Segment Start: EXTRACTED RECORDS

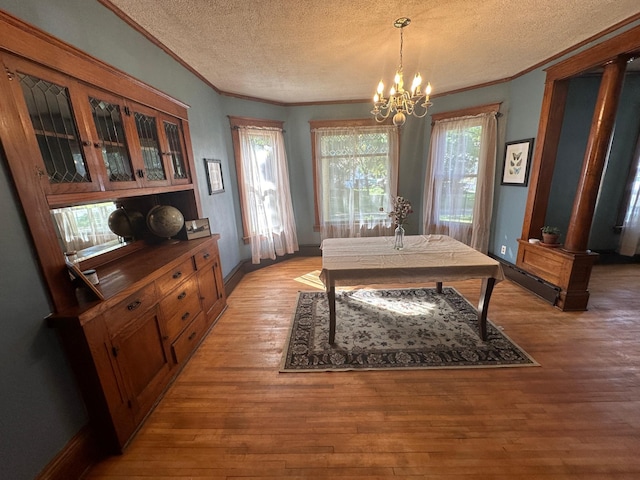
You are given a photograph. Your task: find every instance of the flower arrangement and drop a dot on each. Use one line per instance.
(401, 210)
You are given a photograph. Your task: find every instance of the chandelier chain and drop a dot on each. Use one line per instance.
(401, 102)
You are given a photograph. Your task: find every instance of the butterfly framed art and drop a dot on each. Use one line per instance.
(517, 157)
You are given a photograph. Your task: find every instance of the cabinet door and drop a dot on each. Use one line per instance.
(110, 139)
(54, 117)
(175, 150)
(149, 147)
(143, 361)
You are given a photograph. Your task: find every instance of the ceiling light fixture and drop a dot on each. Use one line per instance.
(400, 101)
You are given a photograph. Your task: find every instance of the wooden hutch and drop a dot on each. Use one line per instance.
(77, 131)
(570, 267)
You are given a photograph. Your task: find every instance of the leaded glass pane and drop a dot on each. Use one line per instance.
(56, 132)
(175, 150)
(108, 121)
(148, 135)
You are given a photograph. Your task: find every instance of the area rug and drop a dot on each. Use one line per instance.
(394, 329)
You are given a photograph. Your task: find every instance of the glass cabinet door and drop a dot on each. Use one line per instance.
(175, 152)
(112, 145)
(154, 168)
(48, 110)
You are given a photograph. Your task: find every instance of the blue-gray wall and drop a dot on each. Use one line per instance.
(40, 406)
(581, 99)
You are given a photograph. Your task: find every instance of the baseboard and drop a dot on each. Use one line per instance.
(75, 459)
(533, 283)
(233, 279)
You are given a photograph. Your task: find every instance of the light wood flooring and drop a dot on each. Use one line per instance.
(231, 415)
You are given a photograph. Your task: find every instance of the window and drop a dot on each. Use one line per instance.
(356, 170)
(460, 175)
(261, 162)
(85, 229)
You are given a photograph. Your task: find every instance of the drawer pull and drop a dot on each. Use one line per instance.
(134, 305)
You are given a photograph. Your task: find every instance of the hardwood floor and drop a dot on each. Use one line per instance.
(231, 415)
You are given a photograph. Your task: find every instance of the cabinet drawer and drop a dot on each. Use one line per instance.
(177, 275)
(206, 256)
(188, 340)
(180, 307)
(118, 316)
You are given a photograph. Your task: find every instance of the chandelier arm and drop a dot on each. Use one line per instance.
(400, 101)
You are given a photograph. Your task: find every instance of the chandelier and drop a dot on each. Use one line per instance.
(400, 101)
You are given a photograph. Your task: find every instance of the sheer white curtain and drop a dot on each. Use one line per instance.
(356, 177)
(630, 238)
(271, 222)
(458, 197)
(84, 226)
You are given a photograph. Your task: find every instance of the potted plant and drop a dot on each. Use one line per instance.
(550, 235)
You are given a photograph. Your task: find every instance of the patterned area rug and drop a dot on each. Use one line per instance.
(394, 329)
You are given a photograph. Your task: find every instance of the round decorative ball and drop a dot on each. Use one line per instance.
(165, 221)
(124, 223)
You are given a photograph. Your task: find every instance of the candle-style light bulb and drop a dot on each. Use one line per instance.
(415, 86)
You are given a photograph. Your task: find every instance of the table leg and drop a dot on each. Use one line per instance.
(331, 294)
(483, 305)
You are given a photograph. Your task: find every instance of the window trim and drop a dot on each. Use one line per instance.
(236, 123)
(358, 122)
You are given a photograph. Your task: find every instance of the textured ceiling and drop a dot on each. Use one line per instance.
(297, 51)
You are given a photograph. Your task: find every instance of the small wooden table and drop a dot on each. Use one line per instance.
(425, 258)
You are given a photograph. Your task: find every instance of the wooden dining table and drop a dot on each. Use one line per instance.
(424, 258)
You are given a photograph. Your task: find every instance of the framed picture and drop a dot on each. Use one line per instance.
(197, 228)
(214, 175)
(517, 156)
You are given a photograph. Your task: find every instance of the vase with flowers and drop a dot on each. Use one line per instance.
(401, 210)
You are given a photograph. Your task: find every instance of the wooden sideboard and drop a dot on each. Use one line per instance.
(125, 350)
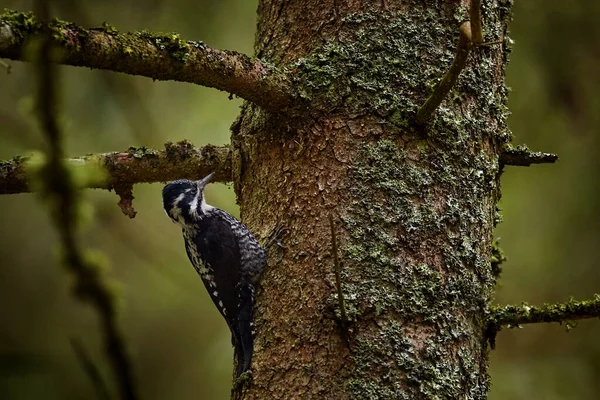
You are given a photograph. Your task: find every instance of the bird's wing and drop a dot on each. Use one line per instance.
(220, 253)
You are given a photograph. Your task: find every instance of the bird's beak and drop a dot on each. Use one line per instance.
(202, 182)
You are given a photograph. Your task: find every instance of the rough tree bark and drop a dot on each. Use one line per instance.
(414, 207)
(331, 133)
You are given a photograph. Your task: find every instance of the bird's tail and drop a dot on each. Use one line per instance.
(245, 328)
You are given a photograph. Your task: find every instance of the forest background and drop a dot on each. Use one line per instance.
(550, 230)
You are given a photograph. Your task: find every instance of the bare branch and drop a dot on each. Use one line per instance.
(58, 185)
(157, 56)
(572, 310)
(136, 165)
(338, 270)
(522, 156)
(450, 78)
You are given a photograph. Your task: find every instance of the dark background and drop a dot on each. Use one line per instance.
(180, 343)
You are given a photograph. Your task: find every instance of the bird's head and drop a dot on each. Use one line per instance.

Segment End: EXTRACTED RECORDS
Segment Start: EXTRACTED RECORDS

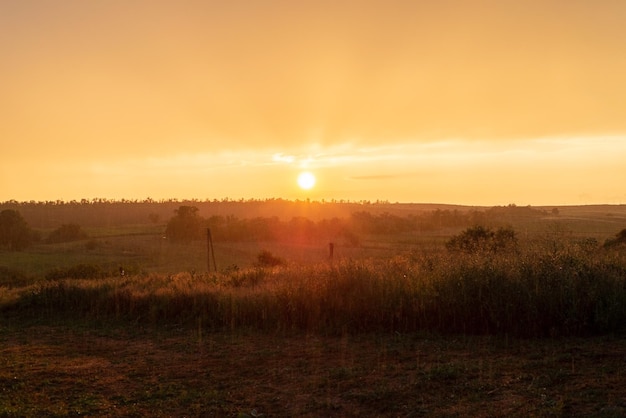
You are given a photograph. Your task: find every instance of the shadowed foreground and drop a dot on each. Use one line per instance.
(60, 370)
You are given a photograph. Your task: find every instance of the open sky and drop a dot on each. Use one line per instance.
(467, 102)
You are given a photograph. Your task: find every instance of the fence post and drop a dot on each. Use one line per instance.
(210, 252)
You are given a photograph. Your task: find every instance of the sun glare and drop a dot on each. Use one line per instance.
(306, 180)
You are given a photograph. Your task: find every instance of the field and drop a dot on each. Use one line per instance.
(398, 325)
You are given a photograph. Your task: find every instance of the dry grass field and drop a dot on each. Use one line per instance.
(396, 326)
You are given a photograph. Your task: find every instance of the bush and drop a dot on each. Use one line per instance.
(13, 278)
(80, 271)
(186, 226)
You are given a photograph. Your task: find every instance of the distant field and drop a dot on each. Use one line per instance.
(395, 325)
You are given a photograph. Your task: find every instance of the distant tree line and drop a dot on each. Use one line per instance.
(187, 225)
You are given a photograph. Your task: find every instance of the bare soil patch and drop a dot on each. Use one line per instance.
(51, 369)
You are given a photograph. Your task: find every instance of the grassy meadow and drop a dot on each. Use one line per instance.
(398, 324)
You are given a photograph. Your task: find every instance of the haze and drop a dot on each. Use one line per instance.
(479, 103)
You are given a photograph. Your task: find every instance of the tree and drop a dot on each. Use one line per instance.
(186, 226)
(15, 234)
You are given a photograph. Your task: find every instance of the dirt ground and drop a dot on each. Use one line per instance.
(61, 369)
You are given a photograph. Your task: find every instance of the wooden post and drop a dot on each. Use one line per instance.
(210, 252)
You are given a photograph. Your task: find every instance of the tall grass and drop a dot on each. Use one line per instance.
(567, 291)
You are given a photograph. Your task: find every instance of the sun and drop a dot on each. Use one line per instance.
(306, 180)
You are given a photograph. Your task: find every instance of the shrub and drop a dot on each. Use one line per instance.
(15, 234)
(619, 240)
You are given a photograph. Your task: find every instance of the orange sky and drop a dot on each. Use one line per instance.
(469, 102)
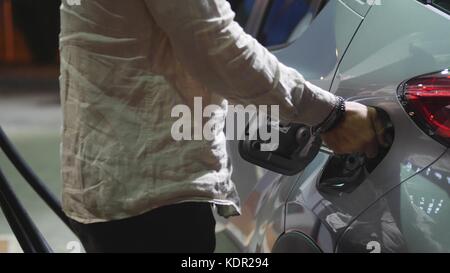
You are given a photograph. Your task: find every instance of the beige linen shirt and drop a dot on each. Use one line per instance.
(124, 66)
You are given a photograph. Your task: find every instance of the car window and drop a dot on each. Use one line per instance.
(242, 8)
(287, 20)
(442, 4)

Segment End: EXTRACTED RECORDS

PROBLEM DETAILS:
Give only the lines from the one holding "the bird's wing" through the one holding "the bird's head", each restated exactly as it appears above.

COMPLETED TASK:
You are given a photograph. Your task: find every instance of the bird's wing and drop a dot on each. Use one line per instance.
(220, 253)
You are given a photograph. Your task: find every instance of the bird's beak and drop a dot on each. Use one line per instance.
(202, 182)
You are given a photograph. Your task: find every instance of the rough tree bark and drop a dot on each. Use one line per instance.
(414, 207)
(331, 133)
You are given a photograph. Your task: find every instance of the bird's tail and drop a dot on each. Use one line per instance.
(245, 328)
You are given a photograph. Your task: find every instance of the forest background and drop a dot on each. Use one line per instance.
(550, 230)
You are given a photograph. Your task: find every instance of the bare branch and drop a dot on each. Use one line per instance.
(58, 185)
(157, 56)
(572, 310)
(136, 165)
(338, 270)
(522, 156)
(450, 78)
You are given a photograph. Your task: find every instance of the dark background and drop a dot on each. Use one line per instance.
(180, 343)
You are given a photograph. Your task: find every instance of the bird's head and drop a dot on each. Use one line per instance.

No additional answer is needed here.